GIVEN PROBLEM A: Please render the listing as a JSON list of strings, one string per line with blank lines omitted, covering only the part that opens with the line containing "like point(432, 175)." and closes with the line containing "point(336, 193)".

PAGE:
___
ECOSOC Briefing

Promoting the Rule of Law to facilitate Economic and Social Development

For the purposes of this committee, we can define ‘economic development’ as ‘economic growth’. This is an increase in the volume good or service produced over a fixed period (usually per annum), sometimes per person; this is known as real GDP and real GDP per capita. Economic growth is caused by bettering of the quality or quantity of the four factors of production (land, labour capital, and enterprise)

Social development is measured by population size (life expectancy, fertility rate etc.) and standard of living (measured by food supply, water supply/ sanitation, healthcare etc). The Human development Index (HDI) considers life expectancy, education, and GDP and is a quantitative measure of social development.

This committee defines the question as promoting respect for the rule of law, as well as creating new law in order that the above goal may be achieved.
___
RAW RECORDS:

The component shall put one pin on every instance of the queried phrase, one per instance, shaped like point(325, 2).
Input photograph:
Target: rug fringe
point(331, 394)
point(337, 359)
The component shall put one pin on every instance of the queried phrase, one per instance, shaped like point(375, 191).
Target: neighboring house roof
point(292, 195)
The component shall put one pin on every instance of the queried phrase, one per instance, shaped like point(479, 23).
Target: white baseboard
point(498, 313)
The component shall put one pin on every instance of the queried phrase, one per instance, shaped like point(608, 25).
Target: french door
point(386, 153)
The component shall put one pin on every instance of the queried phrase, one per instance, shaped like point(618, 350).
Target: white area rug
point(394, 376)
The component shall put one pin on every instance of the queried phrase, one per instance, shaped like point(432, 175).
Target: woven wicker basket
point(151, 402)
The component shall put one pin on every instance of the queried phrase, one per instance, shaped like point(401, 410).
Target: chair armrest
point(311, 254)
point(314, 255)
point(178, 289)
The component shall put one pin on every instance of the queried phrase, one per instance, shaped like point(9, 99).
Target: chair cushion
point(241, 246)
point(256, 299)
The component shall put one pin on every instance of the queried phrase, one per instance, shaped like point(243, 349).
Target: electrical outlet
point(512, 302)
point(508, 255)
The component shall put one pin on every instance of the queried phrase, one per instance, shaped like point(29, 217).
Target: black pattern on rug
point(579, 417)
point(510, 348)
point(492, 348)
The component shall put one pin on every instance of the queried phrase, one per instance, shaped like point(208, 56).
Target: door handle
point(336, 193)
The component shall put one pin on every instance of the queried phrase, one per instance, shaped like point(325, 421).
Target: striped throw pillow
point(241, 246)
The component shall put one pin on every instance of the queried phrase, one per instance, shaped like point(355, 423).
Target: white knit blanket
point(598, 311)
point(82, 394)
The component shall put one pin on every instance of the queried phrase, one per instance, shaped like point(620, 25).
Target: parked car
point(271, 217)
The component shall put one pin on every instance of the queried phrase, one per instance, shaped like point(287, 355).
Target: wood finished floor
___
GIVEN PROBLEM B: Reproduce word for word the part of the ECOSOC briefing that opens with the words containing "For the purposes" and closes with "capital, and enterprise)".

WORKED SOLUTION A:
[
  "The component shall put one pin on every instance of the queried phrase, one per instance, shaped like point(432, 175).",
  "Target: woven wicker basket",
  "point(151, 402)",
  "The component shall put one pin on every instance of the queried phrase, one per instance, shaped like point(401, 410).",
  "Target: chair armrest",
  "point(311, 254)",
  "point(314, 255)",
  "point(178, 289)",
  "The component shall put one pin on every instance of the queried phrase, one per instance, shaped like point(9, 99).",
  "Target: chair cushion",
  "point(241, 246)",
  "point(256, 299)",
  "The component shall put one pin on every instance of the queried phrase, one per instance, shaped like point(243, 349).",
  "Target: electrical outlet",
  "point(512, 302)",
  "point(508, 255)",
  "The component shall put one pin on every instance of the queried phrase, one per instance, shaped like point(29, 217).",
  "Target: black pattern on rug",
  "point(579, 417)",
  "point(510, 348)",
  "point(492, 348)",
  "The component shall put one pin on every instance of the queried phrase, one per instance, shaped like point(208, 56).",
  "Target: door handle",
  "point(336, 193)"
]

WORKED SOLUTION B:
For the purposes of this committee, we can define ‘economic development’ as ‘economic growth’. This is an increase in the volume good or service produced over a fixed period (usually per annum), sometimes per person; this is known as real GDP and real GDP per capita. Economic growth is caused by bettering of the quality or quantity of the four factors of production (land, labour capital, and enterprise)